What to produce:
Copy the passage from the article on UNI's G20 demands word for word, starting at "The L20, the" up to and including "for working people.".

Text section:
------------------------------------------------------------
”We need more than just talk:” UNI stands with global union movement in demanding change at G20
As the G20 Labour and Employment Ministers meet on 8-9 September, UNI Global Union is joining the international trade union movement in demanding immediate action to address the social and economic crises exacerbated by the Covid-19 pandemic.
The L20, the union counterpart to the G20 ministers, released a statement outlining the pressing steps that must be taken to expand employment, deepen social protections, protect fundamental rights, and invest in a real recovery for working people.
“At the G20, we need more than just talk, we need commitment to real, urgent action,” said Christy Hoffman, General Secretary of UNI Global Union. “Working people are not looking to merely turn back the clock to pre-pandemic times. We want a transformation away from the growing inequalities and degradation of standards for working people that we’ve experienced in recent decades. This pandemic has put the gaps into glaring relief. We call on governments to muster the political will power to strengthen collective bargaining, to rein in corporate abuses, and to empower your people.”
------------------------------------------------------------
Recorded information:
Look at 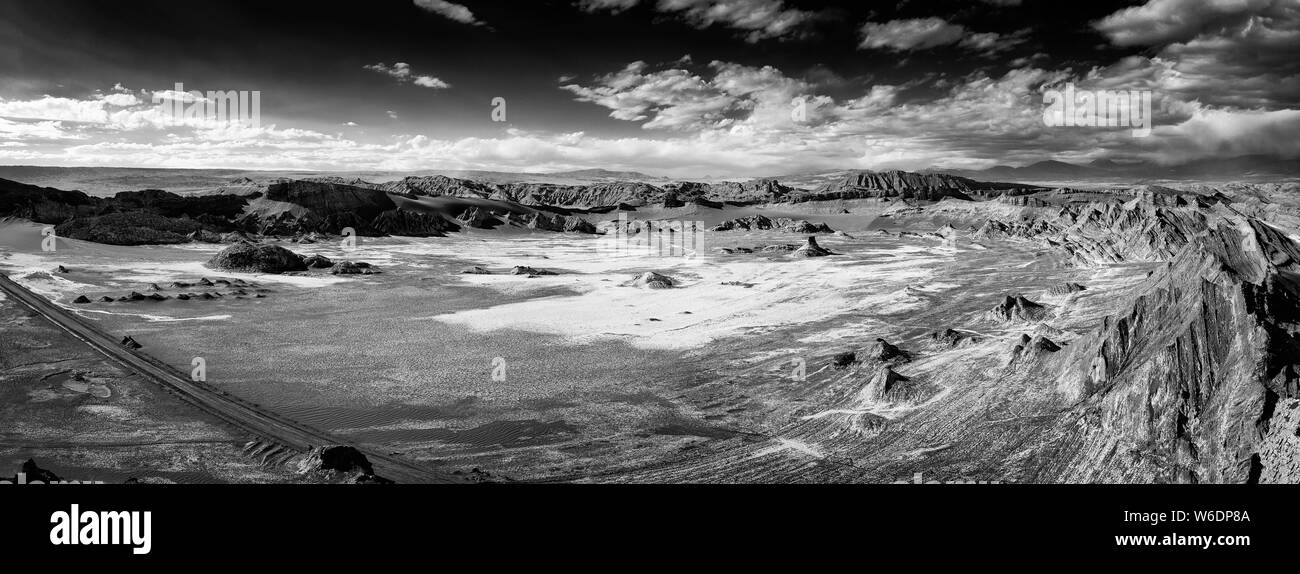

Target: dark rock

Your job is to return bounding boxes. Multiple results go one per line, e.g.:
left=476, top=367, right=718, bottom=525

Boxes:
left=303, top=255, right=334, bottom=269
left=988, top=295, right=1048, bottom=322
left=207, top=243, right=307, bottom=273
left=329, top=261, right=381, bottom=275
left=867, top=339, right=911, bottom=362
left=627, top=271, right=676, bottom=290
left=930, top=329, right=983, bottom=348
left=510, top=265, right=559, bottom=277
left=9, top=458, right=62, bottom=484
left=790, top=236, right=836, bottom=257
left=1048, top=283, right=1087, bottom=295
left=859, top=366, right=932, bottom=403
left=298, top=445, right=390, bottom=483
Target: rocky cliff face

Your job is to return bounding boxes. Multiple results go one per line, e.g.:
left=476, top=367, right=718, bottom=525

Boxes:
left=801, top=170, right=1034, bottom=201
left=378, top=175, right=497, bottom=197
left=971, top=195, right=1216, bottom=265
left=1060, top=217, right=1300, bottom=482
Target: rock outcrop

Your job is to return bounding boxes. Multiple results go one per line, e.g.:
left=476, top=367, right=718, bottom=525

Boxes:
left=866, top=338, right=911, bottom=364
left=710, top=216, right=835, bottom=234
left=988, top=295, right=1048, bottom=322
left=790, top=236, right=837, bottom=257
left=1048, top=283, right=1088, bottom=295
left=1058, top=216, right=1300, bottom=483
left=858, top=366, right=933, bottom=404
left=627, top=271, right=677, bottom=290
left=205, top=243, right=307, bottom=274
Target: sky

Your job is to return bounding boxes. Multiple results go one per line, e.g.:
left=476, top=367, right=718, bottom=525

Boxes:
left=0, top=0, right=1300, bottom=177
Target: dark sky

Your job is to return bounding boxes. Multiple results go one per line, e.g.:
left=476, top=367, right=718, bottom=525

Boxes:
left=0, top=0, right=1300, bottom=173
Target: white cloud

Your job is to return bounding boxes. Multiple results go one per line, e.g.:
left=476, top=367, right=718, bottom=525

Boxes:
left=361, top=62, right=451, bottom=90
left=577, top=0, right=816, bottom=42
left=415, top=0, right=482, bottom=26
left=858, top=18, right=1028, bottom=56
left=1093, top=0, right=1284, bottom=45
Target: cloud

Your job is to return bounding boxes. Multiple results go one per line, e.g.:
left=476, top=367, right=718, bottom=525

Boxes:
left=577, top=0, right=818, bottom=42
left=361, top=62, right=451, bottom=90
left=415, top=0, right=482, bottom=26
left=1093, top=0, right=1284, bottom=45
left=858, top=18, right=1028, bottom=56
left=1093, top=0, right=1300, bottom=109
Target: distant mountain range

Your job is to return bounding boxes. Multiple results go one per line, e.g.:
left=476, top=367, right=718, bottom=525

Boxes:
left=0, top=156, right=1300, bottom=197
left=932, top=156, right=1300, bottom=183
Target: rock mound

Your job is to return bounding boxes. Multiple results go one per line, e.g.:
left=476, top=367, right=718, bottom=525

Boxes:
left=627, top=271, right=677, bottom=290
left=208, top=243, right=307, bottom=274
left=790, top=236, right=837, bottom=257
left=859, top=366, right=931, bottom=403
left=988, top=295, right=1048, bottom=322
left=831, top=352, right=858, bottom=369
left=1048, top=283, right=1088, bottom=295
left=303, top=255, right=334, bottom=269
left=329, top=261, right=381, bottom=275
left=298, top=445, right=391, bottom=483
left=867, top=338, right=911, bottom=362
left=930, top=329, right=984, bottom=348
left=510, top=265, right=559, bottom=277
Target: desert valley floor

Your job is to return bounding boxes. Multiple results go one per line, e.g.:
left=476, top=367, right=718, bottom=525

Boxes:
left=0, top=174, right=1297, bottom=483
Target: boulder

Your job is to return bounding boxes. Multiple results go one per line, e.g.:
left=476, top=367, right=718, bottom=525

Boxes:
left=790, top=236, right=836, bottom=257
left=298, top=444, right=391, bottom=483
left=329, top=261, right=381, bottom=275
left=1048, top=283, right=1088, bottom=295
left=205, top=243, right=307, bottom=274
left=9, top=458, right=62, bottom=484
left=831, top=352, right=858, bottom=369
left=625, top=271, right=677, bottom=290
left=930, top=329, right=983, bottom=348
left=988, top=295, right=1048, bottom=322
left=510, top=265, right=559, bottom=277
left=303, top=255, right=334, bottom=269
left=867, top=339, right=911, bottom=362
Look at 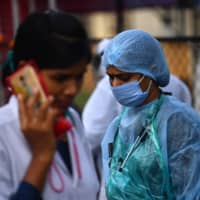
------------------------------------------------------------
Exercise response:
The L20, the union counterpart to the G20 ministers, released a statement outlining the pressing steps that must be taken to expand employment, deepen social protections, protect fundamental rights, and invest in a real recovery for working people.